### TASK DETAILS
Print the entries exactly as given.

### GIVEN DATA

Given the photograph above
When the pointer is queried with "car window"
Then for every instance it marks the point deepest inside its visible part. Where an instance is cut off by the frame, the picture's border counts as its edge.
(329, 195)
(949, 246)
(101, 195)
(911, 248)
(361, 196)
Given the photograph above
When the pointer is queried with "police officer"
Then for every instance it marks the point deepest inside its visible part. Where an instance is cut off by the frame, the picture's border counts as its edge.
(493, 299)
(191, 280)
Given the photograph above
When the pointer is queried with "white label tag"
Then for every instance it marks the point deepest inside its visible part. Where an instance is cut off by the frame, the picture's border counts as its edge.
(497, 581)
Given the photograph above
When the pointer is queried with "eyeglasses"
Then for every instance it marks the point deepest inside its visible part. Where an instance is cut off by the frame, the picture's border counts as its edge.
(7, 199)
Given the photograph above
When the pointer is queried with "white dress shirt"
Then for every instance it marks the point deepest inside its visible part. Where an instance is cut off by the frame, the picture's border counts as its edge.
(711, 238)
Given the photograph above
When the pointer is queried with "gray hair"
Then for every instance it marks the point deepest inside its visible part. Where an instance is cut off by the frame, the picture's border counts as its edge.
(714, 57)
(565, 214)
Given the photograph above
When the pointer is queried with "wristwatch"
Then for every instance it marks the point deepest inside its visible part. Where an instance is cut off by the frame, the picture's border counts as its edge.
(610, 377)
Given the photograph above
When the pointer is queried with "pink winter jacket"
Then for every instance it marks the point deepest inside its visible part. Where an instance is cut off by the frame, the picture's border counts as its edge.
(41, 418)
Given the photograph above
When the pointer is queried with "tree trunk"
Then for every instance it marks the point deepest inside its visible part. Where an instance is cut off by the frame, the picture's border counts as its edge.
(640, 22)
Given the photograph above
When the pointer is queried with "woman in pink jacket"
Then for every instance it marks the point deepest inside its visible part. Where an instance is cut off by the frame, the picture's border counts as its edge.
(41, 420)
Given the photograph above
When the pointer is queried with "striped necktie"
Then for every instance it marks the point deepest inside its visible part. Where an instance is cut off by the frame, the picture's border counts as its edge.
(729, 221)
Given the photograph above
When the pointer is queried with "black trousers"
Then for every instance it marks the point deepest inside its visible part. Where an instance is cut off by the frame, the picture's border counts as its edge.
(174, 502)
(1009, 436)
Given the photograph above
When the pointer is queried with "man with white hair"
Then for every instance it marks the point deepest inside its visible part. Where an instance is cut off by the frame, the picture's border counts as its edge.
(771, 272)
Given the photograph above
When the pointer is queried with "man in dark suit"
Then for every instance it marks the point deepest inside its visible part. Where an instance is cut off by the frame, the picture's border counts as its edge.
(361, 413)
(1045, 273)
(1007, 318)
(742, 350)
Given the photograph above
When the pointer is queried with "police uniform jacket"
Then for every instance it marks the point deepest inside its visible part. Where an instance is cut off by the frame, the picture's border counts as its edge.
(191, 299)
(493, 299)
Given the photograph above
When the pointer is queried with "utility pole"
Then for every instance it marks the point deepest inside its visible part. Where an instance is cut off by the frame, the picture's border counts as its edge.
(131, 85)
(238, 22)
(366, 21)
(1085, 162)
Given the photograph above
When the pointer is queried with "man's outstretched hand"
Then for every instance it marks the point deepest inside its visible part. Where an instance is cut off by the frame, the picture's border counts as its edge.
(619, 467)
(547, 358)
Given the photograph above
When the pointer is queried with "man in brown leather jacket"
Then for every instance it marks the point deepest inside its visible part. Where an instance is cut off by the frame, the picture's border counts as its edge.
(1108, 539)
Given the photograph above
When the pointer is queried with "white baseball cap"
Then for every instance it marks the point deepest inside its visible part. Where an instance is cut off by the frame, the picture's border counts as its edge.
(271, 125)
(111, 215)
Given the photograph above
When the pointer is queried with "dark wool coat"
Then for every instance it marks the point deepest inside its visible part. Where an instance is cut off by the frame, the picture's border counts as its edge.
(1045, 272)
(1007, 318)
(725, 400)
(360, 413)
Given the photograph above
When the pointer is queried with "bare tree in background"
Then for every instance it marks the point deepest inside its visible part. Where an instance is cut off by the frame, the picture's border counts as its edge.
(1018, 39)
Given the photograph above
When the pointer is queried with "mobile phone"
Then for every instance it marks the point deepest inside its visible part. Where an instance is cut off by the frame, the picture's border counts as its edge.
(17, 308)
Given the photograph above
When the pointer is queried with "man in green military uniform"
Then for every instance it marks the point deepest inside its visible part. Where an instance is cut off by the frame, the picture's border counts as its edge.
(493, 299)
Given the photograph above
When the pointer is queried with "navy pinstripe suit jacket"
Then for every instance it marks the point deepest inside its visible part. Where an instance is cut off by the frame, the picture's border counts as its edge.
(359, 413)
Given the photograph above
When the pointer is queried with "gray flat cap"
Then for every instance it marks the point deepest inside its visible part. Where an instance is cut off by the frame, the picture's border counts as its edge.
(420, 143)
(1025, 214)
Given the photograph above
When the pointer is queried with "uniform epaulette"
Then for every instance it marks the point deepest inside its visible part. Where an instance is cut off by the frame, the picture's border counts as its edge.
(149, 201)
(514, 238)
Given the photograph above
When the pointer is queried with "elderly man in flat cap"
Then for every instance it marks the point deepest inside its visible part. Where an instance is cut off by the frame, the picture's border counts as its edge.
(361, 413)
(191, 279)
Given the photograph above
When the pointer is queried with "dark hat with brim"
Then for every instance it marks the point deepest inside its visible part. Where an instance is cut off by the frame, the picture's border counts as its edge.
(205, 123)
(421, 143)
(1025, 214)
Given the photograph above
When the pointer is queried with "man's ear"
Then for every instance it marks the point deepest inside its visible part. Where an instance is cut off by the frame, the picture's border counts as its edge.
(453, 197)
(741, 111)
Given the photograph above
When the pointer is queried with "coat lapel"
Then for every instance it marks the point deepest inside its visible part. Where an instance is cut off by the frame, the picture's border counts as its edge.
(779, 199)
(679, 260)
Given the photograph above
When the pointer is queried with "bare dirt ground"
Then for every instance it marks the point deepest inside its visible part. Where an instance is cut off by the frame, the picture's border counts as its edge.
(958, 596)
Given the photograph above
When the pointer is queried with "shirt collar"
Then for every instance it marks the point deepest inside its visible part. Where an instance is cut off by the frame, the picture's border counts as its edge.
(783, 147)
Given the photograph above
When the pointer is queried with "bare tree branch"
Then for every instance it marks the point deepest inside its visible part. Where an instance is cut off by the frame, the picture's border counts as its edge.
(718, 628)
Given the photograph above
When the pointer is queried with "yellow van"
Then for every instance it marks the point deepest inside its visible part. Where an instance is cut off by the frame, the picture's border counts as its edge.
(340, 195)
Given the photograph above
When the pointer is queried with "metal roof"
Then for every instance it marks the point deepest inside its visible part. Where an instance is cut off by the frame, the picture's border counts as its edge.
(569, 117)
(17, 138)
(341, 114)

### WRITTEN SOLUTION
Given the photograph above
When the pointer is queried with "car window"
Then for every instance it marks the point deepest inside its visible part. Where an instance is cut off by the frame, the picture's border counts as its edge.
(329, 195)
(949, 246)
(101, 195)
(911, 248)
(361, 196)
Given the photograph above
When the pointer is queried with "police officer"
Then for every instance it marks the point deepest inside its visible part. Where an instance is cut off by the frame, the picture's border counts as its edge.
(493, 299)
(191, 280)
Given the photograph above
When the pointer is queried with "white label tag"
Then for every instance it marks the point deepest inside its visible part. Where an instance is cut off by the frame, the picture's border counts as its edge.
(497, 581)
Given the photograph above
When the pointer is queried with "eyeglasses"
Then for every instance it marks the point deepest inside its visible part. Where an instance is cut off by the frame, the picture's border counts as its edge.
(7, 199)
Given the photograph above
When the pointer is queried with "white dress shirt"
Then for every instance it marks the point deepest inside its visible part. Where an instance is cut off by the frame, the picture's border counts as its edge.
(711, 238)
Given the photograph above
When the pointer is queried with "gray hair"
Then for every instance it marks the point deepest inside its visible part. Where an instance is cut off by the frame, the picture's border counts as its edge.
(714, 57)
(565, 214)
Given the photograph above
When the pointer is queried with "wristwatch"
Then for every instance it marks the point deepest inside its visible part. Where an instance is cut off by the frame, the picture's border counts as its edge.
(610, 377)
Given the photograph above
When the pointer is queried with "pink winter jacket"
Then for every instance it marks the point deepest inside its visible part. Where an instance is cut off by the frame, the picture's border counts as its edge.
(41, 418)
Given the photograph above
When the pointer is queried with "tree trunk"
Then for every instance it marks the point deepest inside its visible part. Where an instance is cut off by the frame, the picture's border counts as its edge.
(640, 22)
Given the photograph above
When the pointer is queried with "woman in pink jacket"
Then for every instance it marks the point deepest inside its visible part. Where an instance is cut off by the frame, the picture's border counts as its edge.
(41, 420)
Given the photograph above
When the pointer is queried with "striped necktie"
Then for every instance it marks the point deepest inside its visible part. Where an instance is cut off by the frame, the picture's border counts as its edge.
(729, 221)
Given the photograph above
When the pointer is queried with "black trousers"
Then for every instance it marks the point deepest inside its visible part. Where an instance is cut off by the frame, the picture's border counts as its edge.
(174, 502)
(1009, 436)
Given the photograph above
When the pointer is queried with "man with white hair"
Then for every instance it marks the point deepest inside its visible part. Where an instance is cut off by the frame, the picture's border counts as its edge.
(771, 272)
Given the photograph above
When the pointer is queried with "man in dark suit"
Then for every instance it marks the point deepest inside its visible part. Where an instance is cut off by the frame, the picture's border counts as its edge.
(361, 413)
(1045, 273)
(1007, 318)
(742, 350)
Given the photograph above
When the pointer is queried with "police uniform jacket"
Then for every instance it marks the point deepest inside its visible part. Where an instance is cut off by the frame, the picture's border counts as its edge.
(191, 299)
(493, 299)
Given the photograph above
When the pointer is queried with "utility pole"
Then for every instance it marks the point deepest inside its visible part. Where an instance is cut off by the frame, the picture's border counts as its edge.
(131, 85)
(238, 22)
(366, 21)
(1085, 162)
Given the photograph above
When the pointer is queried with "man's outstretched hand"
Then for every instance it marks the point deepest inside its visible part. Where an instance is cut off by the frame, the picture's border counts as its edge.
(619, 467)
(547, 358)
Given the photograph above
When the pointer is queried with "man in brown leather jacket"
Then for every instance it marks the point deepest inside its visible part. Where an instance is cut off by the frame, the picture's border counts as its edge.
(1108, 539)
Given the photograph above
When the pointer is queried with "white baseball cap"
Then for every instance it marks the point deepest inside its visible part. Where an instance is cut off by the frame, the picture's border counts as its edge.
(271, 125)
(111, 215)
Given the photograph above
When the pointer is queried with "dark wool coat"
Then for every instance it marks the point deepest inside its visible part. Where an instance is cut off by the frame, the picture's border counts as its edge.
(1045, 272)
(1007, 318)
(725, 400)
(360, 413)
Given the photograph above
When the pointer is queried with "bare tree in background"
Then for every instance it marks the point deepest inside its visible part. Where an instance is cut off by the frame, the picture's border counts as its edge.
(1018, 39)
Given the photograph above
When the pointer is queried with "mobile phone"
Then for every instance it marks the point deepest inside its visible part. Where an instance is cut off by the frame, the picture's border counts as its edge.
(17, 308)
Given the photograph above
When the pointer is queried with "man in green military uniform"
Then for every instance it marks the point deepest inside its visible part. Where an instance is cut off by the frame, the picture's border counts as its edge.
(493, 299)
Given the photograph above
When the pointer is queried with "navy pinstripe suit jacket"
Then for every instance it marks the point deepest inside its visible part. Where an instance is cut off by the frame, the picture's border counts as its edge.
(359, 413)
Given the photograph above
When the pointer is queried with "gray flat cap"
Then for every instance it marks the point deepest inside its visible part. Where an instance is cut off by the frame, the picture's border counts as its edge.
(420, 143)
(1025, 214)
Given the photograph above
When the pointer is queried with "uniform epaulette"
Then for every instance it marks the point deepest inside its visible part. Where an instance is cut off by the frame, the picture's border counts as its edge.
(149, 201)
(514, 238)
Given the photograph above
When the pointer is queried with "elderly man in flat cap"
Then for every instance it marks the point deepest inside its visible part. Where an instance is cut off by the frame, the picture's border counts as its edge.
(361, 413)
(191, 279)
Given the photograph above
When the pointer is queried with "dark hat with brim"
Then for every instance it marks the point deepest inside its visible part. Where an instance is cut off by the frame, the picture's border counts as its edge.
(205, 123)
(421, 143)
(1025, 214)
Given the photograph above
When the pointer is queried with "man's ear"
Then for every instance it marks the point deepest inside its visible part. Where an instance is cut off by the frame, the picture's border counts as its edge.
(453, 197)
(741, 111)
Given the photograph above
When the pointer is queried with "coat lapel"
Then for every instance it marks the point deepest inside its visible part. Where an instance is cut off by the frame, the picture's border counts as its edge.
(779, 199)
(679, 260)
Given the photograph above
When the pointer is queried with "bare dirt ground"
Then for every instance it marks the point deepest inside its visible part. Where an instance is cut off by the frame, the picture's border counts as its edge.
(958, 596)
Given the photograph above
When the pointer is queried with "shirt collar"
Then for every instance it marks the point deepest inside its visible part. Where an instance is cut off by the frame, the picture's border counts as its edge.
(783, 147)
Given the photograph above
When the pointer is queried with "bare tree branch"
Then for every instance it marks the point deepest inside its visible part. Where an instance is cut off by the frame, the picture's border counts as its edge.
(718, 628)
Given the photograph above
When the pointer is queried with "yellow van"
Then for every instance it marks the point deepest inside its visible part. Where an instance is cut off by the frame, the picture's border counts as its edge.
(340, 195)
Given the photograph above
When the pointer is queried with "metal roof"
Then for every instance it marks the point deepest inside its visible part. Where an instance is cut off by the frame, the picture's border counts as its edge.
(569, 117)
(17, 138)
(341, 114)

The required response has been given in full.